◆ **Input**:
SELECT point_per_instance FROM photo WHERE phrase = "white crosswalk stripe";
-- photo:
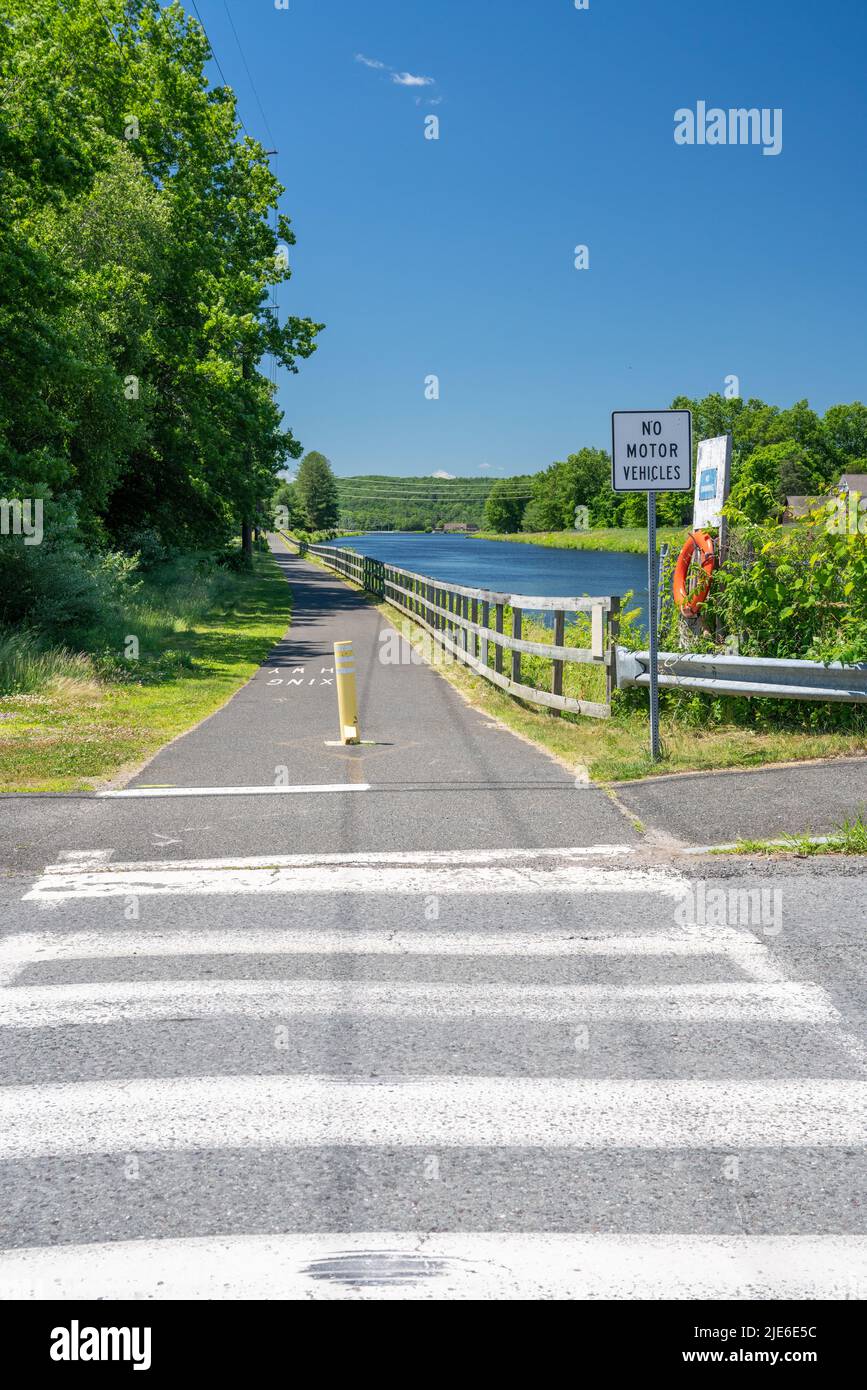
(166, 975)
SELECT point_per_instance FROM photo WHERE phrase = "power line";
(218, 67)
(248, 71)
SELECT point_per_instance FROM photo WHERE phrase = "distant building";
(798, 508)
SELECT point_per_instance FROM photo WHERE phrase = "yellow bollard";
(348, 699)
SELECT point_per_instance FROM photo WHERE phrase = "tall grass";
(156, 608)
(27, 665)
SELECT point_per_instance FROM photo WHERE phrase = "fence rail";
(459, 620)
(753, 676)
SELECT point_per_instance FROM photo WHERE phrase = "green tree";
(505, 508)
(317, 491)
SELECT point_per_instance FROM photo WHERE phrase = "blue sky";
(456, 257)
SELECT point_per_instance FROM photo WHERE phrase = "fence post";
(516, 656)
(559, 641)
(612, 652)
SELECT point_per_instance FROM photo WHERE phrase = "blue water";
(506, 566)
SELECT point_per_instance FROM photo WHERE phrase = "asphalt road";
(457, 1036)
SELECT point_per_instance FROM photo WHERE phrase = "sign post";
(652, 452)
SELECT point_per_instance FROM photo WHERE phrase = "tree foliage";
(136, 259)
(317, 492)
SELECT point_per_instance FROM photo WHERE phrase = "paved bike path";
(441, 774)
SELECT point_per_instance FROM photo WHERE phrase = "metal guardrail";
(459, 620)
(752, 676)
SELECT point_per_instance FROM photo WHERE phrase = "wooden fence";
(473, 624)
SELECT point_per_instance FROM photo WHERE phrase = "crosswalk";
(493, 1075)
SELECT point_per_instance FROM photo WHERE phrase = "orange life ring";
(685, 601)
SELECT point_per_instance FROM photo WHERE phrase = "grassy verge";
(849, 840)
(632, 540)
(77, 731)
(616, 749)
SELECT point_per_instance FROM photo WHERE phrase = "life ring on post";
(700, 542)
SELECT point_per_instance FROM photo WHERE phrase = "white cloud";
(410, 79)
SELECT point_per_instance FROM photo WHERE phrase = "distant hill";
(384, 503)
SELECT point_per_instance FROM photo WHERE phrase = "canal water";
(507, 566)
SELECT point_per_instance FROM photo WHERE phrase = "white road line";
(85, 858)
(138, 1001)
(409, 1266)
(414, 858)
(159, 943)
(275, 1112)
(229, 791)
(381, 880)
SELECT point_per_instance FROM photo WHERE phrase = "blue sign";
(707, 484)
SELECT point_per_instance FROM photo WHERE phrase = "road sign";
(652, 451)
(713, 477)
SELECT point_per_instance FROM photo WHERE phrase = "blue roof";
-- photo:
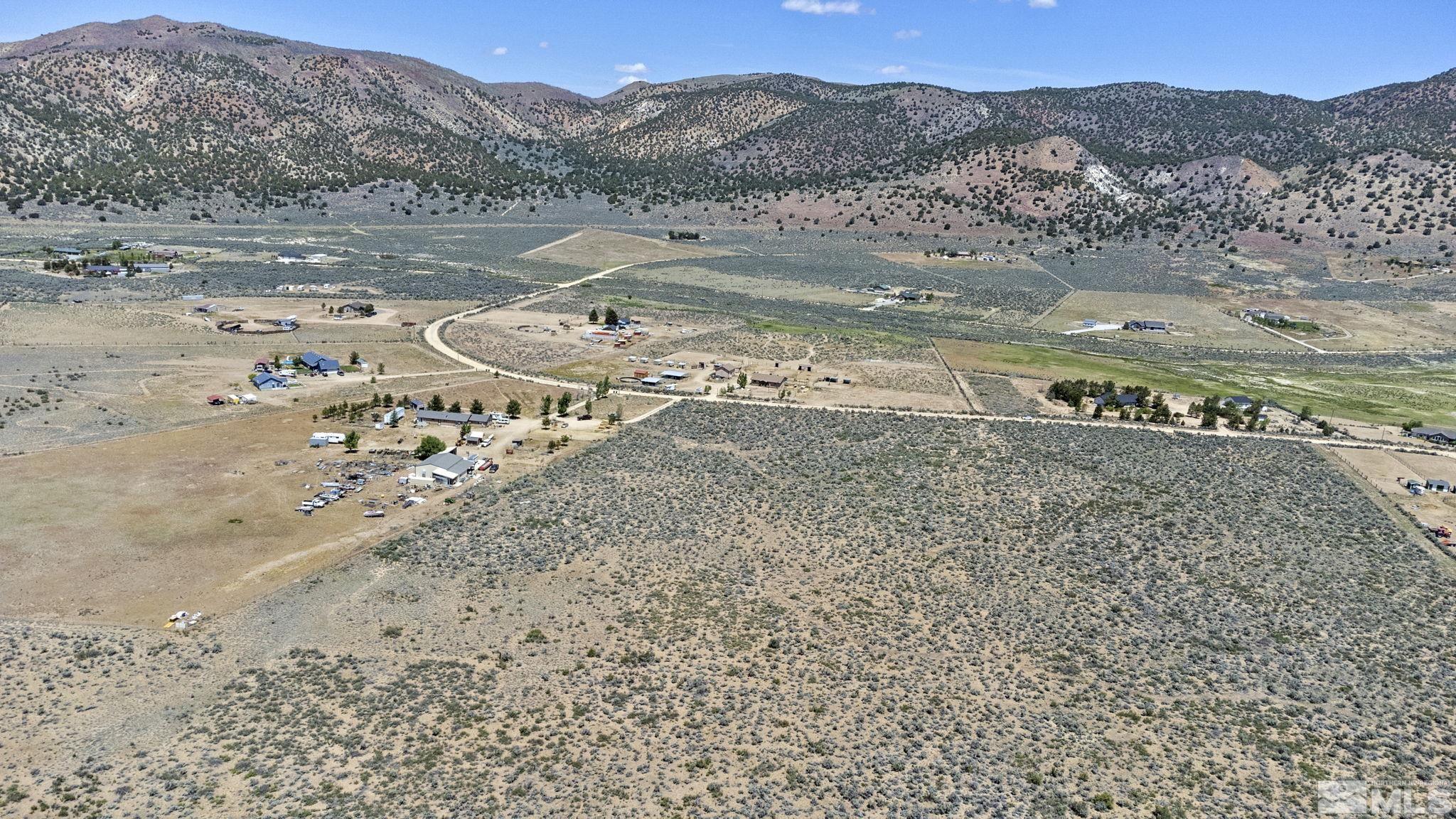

◆ **Problem details**: Exact duplication of all the records is required; pictures are omitted from the copy.

◆ **Expected output**:
SELECT point_per_instance FROM photo WHERE phrase = "white crosswalk stripe";
-- photo:
(166, 975)
SELECT point_per_instance FROM photo WHERE phrase = "power line";
(218, 67)
(248, 71)
SELECT point_per_instance FROM photo WHERE phrase = "distant building";
(798, 508)
SELECT point_per_instance FROM photo WHERE phrase = "yellow bollard";
(348, 699)
SELECT point_per_instance FROM photo WHERE phrase = "tall grass";
(156, 608)
(27, 665)
SELECT point_per_instance FROM photo WHERE phrase = "fence rail";
(459, 620)
(753, 676)
SELECT point_per_instance FROM photo WHERE phrase = "green tree";
(505, 508)
(317, 491)
SELECT point_per_instance FROM photo WHERE phrase = "blue sky";
(456, 257)
SELECT point_per_instance FROM photo WHERE phrase = "fence post";
(516, 656)
(559, 641)
(612, 652)
SELECT point_per_instance FROM photo WHERE phrase = "blue water";
(506, 566)
SELECT point_per_instance FROM photo WHERE phrase = "asphalt road";
(457, 1036)
SELECT point_per_instance FROM photo WHERE phrase = "sign post";
(652, 452)
SELECT point_per_instance FROM photo WHERE phrase = "tree foliage";
(136, 259)
(317, 492)
SELECT point_per_instance FROM photo WHERE phrase = "paved bike path";
(441, 774)
SELECT point_per_instance FROM photo WHERE phrase = "metal guardrail";
(459, 620)
(752, 676)
SELECT point_per_instance FROM photo WHERE phrase = "wooden fence";
(473, 624)
SELECT point_per_instance FROM photo WHERE phrase = "crosswalk";
(493, 1075)
SELECT point_per_instance FROM photo WHERE phrase = "orange life ring";
(685, 601)
SELECT point_per_instance FROM photo WHERE phrase = "grassy verge";
(849, 840)
(632, 540)
(77, 731)
(616, 749)
SELECT point_per_instance FROM photo WHERE phrase = "life ring on post";
(700, 542)
SELECT point_per_instance FROM photo WHERE phrase = "white cloud";
(410, 79)
SELECT point_per_instance FROM photo WHERE phrase = "distant hill";
(384, 503)
SELECT point_per_instance FROM photo WHERE phrase = "canal water";
(507, 566)
SELECT point_per_instance FROM photo WHERE phrase = "white road line";
(85, 858)
(138, 1001)
(409, 1266)
(414, 858)
(159, 943)
(275, 1112)
(229, 791)
(381, 880)
SELECT point_per_instance FROM photo WHERE phrase = "blue sign";
(707, 484)
SELECT point_per_instance FROM photo WHERE phrase = "road sign";
(652, 451)
(713, 477)
SELECT point_per_instance FROM photo WHERE phrase = "blue roof";
-- photo:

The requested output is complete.